#### [Description of the task]
Retyping the data exactly is the task. Include every line.

#### [Entries supplied]
- - - -
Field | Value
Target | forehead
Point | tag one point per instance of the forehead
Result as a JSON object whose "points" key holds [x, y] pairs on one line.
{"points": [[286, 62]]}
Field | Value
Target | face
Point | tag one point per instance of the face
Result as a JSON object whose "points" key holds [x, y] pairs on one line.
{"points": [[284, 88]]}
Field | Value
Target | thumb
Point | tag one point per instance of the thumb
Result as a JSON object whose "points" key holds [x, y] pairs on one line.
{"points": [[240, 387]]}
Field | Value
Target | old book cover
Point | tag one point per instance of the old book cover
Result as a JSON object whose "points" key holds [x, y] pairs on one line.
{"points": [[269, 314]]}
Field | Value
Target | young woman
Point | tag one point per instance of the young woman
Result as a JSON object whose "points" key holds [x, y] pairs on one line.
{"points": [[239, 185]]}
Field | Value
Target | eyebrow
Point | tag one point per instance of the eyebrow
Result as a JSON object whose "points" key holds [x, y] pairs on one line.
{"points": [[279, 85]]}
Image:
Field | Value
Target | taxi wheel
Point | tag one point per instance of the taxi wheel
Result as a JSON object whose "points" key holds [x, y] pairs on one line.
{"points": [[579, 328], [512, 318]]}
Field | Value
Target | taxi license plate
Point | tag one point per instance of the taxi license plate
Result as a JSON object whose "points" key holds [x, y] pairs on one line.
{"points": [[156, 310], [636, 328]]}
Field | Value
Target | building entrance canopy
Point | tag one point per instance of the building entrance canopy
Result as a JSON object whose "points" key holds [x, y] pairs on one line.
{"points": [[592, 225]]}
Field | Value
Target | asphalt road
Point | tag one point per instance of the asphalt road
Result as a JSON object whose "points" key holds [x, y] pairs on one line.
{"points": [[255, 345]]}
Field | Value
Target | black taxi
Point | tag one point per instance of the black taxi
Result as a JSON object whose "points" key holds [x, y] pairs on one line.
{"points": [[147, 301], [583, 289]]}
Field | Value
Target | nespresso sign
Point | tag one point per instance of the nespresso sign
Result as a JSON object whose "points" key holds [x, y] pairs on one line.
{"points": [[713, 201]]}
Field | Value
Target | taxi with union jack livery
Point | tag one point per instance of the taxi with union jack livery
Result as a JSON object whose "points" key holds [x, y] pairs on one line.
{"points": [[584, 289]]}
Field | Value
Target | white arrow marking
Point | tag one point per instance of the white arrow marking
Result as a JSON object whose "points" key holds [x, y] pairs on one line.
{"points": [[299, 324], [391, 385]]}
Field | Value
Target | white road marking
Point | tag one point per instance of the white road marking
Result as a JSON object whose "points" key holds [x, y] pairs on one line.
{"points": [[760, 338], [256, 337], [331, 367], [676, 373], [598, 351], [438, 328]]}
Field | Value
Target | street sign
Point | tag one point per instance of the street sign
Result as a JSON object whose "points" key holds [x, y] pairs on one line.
- - - -
#### [Solution to this task]
Field | Value
Target | forehead
Point | tag one point per instance of the forehead
Result as a JSON object whose "points" key holds [x, y] pairs on one line.
{"points": [[286, 62]]}
Field | Value
Target | face
Point | tag one point per instance of the face
Result as a JSON object whose "points" key holds [x, y] pairs on one line.
{"points": [[284, 88]]}
Field | Value
Target | thumb
Point | tag one point per instance of the thumb
Result as a JSON object whose "points" key holds [x, y] pairs on one line.
{"points": [[240, 387]]}
Field | Value
Target | old book cover
Point | tag one point per instance of the old book cover
Result as a JSON object whose "points" key holds [x, y] pairs on one line.
{"points": [[269, 314]]}
Field | Value
Target | young woman
Point | tag one point per instance of the young woman
Result as a JSON object whose "points" key holds [x, y] pairs on one line.
{"points": [[239, 185]]}
Field | Value
Target | eyebrow
Point | tag one point per instance of the eyebrow
Result as a JSON object whose "points" key holds [x, y] pairs on one line.
{"points": [[279, 85]]}
Image:
Field | Value
Target | taxi wheel
Point | tag one point per instance of the taxi wheel
Result as a JSON object whose "points" key holds [x, y] pairs on one line.
{"points": [[579, 328], [512, 318]]}
Field | Value
Target | taxi license plate
Point | tag one point per instance of the taxi license plate
Result as a JSON object whose "points" key holds [x, y] pairs on one line.
{"points": [[156, 310], [636, 328]]}
Field | Value
Target | building entrance canopy
Point | tag one point per instance of the building entrance canopy
Result as a JSON object whose "points" key holds [x, y] pairs on one line.
{"points": [[592, 225]]}
Field | Value
Target | asphalt road
Point | tag one point per instance of the asphalt road
Result as a JSON object whose "points" key holds [x, y] pairs on one line.
{"points": [[255, 345]]}
Field | Value
Target | black taxi
Point | tag one point per instance of the black taxi
Result as a JSON object whose "points" key holds [x, y] pairs on one line.
{"points": [[147, 301], [583, 289]]}
Field | Value
Target | nespresso sign
Point | tag one point per instance of the nespresso sign
Result as a JSON object whose "points" key holds [x, y] pairs on one line.
{"points": [[713, 201]]}
Field | Value
Target | taxi with union jack livery
Point | tag one point per instance of the taxi with union jack livery
Result as a JSON object whose "points" key holds [x, y] pairs on one line.
{"points": [[584, 289]]}
Field | Value
Target | white arrow marking
Point | tag one point per instance of the white arrow marking
Result as a JSON object whose "points" key holds [x, y] pairs on one line.
{"points": [[299, 324], [391, 385]]}
Field | Value
Target | white road marking
Point | tag one point per instance of the white road marking
Result as a JSON object whose "points" key holds [x, y] pairs on one line.
{"points": [[760, 338], [256, 337], [331, 367], [676, 373], [598, 351], [438, 328]]}
Field | Value
Target | street sign
Point | tag one point per instance of the street sign
Result as a JSON object whose "points" key holds [x, y] pairs on one line.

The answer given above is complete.